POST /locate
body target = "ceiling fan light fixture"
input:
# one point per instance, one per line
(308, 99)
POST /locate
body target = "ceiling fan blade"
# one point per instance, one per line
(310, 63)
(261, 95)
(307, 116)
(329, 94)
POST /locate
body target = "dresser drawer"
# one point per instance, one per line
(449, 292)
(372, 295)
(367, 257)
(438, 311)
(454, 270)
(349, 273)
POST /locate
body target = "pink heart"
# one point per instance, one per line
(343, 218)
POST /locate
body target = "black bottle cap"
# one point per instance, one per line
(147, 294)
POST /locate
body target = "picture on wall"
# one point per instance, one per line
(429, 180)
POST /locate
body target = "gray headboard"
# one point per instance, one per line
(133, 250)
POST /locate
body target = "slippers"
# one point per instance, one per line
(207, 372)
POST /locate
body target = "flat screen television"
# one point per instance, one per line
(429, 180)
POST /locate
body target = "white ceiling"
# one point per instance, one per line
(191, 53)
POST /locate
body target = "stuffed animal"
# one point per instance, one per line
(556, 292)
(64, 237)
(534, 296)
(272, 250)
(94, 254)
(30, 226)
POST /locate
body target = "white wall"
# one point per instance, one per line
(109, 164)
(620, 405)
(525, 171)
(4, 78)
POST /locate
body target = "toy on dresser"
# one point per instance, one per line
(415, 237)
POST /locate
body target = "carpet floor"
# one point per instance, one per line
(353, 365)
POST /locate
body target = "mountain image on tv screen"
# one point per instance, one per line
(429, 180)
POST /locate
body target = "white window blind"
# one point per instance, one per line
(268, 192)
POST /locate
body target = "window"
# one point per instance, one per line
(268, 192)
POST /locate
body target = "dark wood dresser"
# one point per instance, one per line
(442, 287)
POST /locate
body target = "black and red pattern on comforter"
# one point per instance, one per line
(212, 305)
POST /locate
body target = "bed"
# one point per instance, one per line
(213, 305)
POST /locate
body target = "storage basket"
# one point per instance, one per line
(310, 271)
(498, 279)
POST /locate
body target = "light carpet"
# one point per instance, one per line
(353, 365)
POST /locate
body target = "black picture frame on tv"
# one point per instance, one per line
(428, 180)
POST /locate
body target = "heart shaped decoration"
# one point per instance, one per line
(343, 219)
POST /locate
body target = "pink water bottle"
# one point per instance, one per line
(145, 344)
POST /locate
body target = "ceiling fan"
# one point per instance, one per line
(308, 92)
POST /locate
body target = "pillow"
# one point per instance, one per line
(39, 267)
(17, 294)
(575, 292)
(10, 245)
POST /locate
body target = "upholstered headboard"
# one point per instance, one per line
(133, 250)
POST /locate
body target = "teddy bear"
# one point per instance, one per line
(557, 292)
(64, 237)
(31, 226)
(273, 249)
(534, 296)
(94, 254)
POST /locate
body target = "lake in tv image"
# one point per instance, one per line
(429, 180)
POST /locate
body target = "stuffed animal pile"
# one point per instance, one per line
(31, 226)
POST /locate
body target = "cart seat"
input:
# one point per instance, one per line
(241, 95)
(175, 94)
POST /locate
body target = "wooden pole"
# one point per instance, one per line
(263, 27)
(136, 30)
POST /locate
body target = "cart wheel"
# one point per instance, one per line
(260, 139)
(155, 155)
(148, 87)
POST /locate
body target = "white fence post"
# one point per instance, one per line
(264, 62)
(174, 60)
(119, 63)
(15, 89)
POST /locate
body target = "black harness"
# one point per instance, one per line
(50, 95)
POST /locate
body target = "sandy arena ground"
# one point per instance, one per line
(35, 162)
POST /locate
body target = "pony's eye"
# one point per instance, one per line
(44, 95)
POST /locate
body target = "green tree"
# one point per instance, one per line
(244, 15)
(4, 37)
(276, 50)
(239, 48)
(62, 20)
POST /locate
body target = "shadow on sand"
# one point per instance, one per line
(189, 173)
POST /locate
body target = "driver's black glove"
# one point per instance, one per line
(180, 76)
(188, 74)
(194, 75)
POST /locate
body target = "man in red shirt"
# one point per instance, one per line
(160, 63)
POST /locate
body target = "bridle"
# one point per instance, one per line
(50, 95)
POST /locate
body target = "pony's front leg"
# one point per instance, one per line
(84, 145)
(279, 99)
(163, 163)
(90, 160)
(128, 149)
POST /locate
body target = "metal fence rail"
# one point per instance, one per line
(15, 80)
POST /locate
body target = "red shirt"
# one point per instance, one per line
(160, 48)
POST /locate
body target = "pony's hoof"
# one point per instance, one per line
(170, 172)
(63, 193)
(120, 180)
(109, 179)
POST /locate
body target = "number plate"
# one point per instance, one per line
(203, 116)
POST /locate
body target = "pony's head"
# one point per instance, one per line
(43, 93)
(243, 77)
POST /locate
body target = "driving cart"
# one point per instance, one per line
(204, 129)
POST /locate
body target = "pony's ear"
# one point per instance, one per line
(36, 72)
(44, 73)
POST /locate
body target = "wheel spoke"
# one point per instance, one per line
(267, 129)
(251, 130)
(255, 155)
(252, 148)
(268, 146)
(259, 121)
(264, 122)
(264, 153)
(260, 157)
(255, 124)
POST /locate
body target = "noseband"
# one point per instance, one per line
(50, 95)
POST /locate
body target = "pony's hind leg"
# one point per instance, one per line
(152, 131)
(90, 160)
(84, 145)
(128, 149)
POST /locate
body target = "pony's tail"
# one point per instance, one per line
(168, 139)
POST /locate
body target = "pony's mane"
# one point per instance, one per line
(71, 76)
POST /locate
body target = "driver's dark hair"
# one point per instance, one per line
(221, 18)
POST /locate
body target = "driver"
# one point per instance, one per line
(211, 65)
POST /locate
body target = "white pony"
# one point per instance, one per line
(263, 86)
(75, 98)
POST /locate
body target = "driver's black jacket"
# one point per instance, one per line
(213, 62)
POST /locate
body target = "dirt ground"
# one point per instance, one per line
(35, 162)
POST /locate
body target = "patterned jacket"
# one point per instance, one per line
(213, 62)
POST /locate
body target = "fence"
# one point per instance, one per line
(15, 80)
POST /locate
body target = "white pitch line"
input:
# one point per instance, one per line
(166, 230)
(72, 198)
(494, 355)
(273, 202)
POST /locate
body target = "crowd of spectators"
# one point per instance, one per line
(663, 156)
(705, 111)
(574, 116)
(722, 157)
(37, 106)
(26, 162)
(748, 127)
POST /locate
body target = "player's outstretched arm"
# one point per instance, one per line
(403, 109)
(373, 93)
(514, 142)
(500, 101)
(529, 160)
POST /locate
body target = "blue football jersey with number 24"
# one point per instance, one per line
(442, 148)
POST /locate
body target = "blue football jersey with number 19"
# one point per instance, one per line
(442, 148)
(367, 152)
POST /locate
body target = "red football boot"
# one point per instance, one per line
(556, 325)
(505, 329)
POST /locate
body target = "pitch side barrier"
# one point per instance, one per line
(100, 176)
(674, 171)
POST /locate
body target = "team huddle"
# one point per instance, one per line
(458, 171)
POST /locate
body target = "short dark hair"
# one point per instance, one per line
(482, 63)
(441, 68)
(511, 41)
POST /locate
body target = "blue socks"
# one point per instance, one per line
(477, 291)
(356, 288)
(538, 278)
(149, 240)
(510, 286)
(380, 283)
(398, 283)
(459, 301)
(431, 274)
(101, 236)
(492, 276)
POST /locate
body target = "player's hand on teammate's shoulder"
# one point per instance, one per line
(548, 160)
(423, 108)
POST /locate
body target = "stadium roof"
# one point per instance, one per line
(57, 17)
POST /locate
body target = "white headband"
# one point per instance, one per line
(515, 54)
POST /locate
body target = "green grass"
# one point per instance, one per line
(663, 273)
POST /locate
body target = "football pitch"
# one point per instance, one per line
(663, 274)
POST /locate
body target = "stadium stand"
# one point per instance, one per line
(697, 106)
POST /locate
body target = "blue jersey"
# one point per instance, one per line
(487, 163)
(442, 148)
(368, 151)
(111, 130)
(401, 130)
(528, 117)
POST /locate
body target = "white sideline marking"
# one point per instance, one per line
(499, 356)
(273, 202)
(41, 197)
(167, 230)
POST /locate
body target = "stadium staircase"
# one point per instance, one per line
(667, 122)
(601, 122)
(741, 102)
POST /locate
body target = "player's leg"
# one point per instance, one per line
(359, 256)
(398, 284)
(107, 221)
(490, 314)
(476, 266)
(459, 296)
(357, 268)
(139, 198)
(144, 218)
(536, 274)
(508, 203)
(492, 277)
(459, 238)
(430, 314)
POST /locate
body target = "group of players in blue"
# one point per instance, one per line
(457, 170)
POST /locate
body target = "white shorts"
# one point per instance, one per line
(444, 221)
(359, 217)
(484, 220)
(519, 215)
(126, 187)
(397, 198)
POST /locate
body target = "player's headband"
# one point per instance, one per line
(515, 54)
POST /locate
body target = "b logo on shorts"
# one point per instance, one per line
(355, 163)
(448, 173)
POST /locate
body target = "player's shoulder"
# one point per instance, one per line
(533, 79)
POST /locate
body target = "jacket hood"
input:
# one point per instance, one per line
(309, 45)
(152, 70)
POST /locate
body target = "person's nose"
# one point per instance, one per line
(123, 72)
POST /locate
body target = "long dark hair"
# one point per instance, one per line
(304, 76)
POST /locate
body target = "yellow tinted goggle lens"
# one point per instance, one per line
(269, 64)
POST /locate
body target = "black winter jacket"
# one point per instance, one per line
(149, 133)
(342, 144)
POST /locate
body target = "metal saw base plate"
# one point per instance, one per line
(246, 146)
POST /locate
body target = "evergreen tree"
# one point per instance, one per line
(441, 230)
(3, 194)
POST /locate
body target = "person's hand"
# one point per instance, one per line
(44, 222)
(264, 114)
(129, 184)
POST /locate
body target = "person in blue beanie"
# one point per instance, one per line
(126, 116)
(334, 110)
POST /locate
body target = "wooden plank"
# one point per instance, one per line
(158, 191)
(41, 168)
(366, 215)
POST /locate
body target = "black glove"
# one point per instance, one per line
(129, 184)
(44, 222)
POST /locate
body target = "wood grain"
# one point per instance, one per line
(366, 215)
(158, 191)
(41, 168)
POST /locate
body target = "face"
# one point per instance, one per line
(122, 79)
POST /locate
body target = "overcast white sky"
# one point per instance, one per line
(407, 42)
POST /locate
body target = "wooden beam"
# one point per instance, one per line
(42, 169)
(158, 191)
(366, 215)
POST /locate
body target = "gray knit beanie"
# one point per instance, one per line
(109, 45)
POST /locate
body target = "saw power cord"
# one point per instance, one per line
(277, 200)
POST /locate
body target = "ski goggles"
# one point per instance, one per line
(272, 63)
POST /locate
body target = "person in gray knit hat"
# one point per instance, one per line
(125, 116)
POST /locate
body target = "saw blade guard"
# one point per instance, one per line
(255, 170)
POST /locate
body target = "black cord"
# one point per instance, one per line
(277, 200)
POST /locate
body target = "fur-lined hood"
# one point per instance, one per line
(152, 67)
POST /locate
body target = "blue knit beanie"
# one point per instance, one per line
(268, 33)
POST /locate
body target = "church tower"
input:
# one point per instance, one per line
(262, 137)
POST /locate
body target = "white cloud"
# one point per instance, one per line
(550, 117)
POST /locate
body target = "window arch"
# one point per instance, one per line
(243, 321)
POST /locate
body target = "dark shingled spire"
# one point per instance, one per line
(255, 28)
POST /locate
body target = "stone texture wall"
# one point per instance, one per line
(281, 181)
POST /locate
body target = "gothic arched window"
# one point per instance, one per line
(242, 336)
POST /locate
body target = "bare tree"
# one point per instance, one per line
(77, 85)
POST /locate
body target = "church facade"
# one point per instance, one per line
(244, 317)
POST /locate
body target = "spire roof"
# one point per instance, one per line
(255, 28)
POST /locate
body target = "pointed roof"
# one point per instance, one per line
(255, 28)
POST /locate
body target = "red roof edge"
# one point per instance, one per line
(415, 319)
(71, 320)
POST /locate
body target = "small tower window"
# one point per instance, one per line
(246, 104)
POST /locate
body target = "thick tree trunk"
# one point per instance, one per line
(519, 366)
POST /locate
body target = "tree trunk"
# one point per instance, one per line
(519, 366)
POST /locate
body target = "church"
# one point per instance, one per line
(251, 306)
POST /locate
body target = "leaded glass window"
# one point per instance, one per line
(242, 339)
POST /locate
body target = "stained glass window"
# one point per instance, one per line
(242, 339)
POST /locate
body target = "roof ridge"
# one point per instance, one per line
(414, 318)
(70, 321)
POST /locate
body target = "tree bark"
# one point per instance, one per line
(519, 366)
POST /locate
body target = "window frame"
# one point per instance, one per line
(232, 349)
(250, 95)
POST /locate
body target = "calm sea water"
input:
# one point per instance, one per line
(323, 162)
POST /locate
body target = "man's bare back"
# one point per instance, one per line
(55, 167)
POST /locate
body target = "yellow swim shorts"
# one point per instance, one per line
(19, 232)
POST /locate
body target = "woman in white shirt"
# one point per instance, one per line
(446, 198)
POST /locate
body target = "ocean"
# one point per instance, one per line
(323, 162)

Try it: Within the records above, each line containing "number" is to be returned.

Written solution:
body target = "number plate"
body target = "blue football jersey with number 24"
body target = "blue football jersey with number 19"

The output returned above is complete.